Exercise directions
Pick out every row below that contains the string "bottle" and copy each one in full. Treat uppercase and lowercase as different.

>>>

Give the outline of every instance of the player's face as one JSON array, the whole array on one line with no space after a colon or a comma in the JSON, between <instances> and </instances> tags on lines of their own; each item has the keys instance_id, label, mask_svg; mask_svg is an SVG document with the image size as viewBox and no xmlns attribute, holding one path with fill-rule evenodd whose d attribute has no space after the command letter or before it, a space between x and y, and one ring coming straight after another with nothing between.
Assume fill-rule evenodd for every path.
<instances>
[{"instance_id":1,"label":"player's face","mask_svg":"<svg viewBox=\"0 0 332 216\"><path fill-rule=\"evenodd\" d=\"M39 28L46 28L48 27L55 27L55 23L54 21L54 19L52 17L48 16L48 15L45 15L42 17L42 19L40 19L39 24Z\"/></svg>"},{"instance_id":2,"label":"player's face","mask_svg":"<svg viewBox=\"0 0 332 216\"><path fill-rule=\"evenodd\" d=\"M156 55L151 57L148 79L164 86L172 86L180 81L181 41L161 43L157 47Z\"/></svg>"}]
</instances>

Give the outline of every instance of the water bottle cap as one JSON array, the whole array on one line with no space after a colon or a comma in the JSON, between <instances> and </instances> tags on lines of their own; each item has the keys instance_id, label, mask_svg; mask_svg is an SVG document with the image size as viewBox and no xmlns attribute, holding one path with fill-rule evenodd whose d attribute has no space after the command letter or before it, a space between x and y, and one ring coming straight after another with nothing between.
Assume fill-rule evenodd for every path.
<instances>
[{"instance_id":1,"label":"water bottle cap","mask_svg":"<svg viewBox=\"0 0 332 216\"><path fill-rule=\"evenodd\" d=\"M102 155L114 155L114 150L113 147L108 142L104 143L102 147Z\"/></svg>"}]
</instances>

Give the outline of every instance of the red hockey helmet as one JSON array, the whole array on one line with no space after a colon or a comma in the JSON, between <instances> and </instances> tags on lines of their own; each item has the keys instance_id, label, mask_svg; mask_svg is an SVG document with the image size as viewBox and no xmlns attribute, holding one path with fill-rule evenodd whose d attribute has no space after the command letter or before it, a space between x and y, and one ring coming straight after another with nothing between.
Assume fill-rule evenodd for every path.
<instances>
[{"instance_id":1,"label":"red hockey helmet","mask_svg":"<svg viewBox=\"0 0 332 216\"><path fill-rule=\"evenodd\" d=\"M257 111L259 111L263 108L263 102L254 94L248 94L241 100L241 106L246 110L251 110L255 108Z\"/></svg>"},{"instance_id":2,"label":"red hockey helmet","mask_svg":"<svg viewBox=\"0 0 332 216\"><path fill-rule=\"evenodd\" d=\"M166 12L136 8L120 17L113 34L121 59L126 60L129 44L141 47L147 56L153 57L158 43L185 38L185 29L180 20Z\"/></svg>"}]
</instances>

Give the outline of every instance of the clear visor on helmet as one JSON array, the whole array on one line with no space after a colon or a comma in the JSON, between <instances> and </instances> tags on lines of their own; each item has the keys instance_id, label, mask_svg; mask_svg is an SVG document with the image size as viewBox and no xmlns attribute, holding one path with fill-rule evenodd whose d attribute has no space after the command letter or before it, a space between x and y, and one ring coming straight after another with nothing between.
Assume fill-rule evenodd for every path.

<<<
>>>

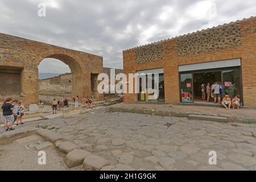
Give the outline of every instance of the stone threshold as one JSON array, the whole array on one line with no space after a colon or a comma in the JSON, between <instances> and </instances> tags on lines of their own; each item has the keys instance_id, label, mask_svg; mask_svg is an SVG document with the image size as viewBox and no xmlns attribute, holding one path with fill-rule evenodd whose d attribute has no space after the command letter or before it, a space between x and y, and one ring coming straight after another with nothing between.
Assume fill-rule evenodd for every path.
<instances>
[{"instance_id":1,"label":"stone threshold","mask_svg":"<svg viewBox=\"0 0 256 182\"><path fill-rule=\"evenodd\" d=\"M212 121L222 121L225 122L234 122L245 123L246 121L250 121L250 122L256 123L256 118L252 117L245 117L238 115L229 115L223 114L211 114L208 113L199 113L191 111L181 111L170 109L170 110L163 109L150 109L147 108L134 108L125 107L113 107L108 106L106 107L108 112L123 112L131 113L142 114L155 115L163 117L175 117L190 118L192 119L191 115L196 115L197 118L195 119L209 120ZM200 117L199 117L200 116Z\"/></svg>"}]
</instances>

<<<

Completed task
Give the outline of every instance of the water bottle cap as one JSON array, the whole array on one line with no space after a colon or a comma in the JSON, between <instances> and </instances> tags on lines of their own; each item has the keys instance_id, label, mask_svg; mask_svg is an SVG document with the image size as viewBox and no xmlns attribute, holding one path with fill-rule evenodd whose d attribute has no space after the command letter or before it, a space between x and y, and one ring coming straight after another with nothing between.
[{"instance_id":1,"label":"water bottle cap","mask_svg":"<svg viewBox=\"0 0 332 216\"><path fill-rule=\"evenodd\" d=\"M102 155L114 155L114 150L113 147L108 142L104 143L102 147Z\"/></svg>"}]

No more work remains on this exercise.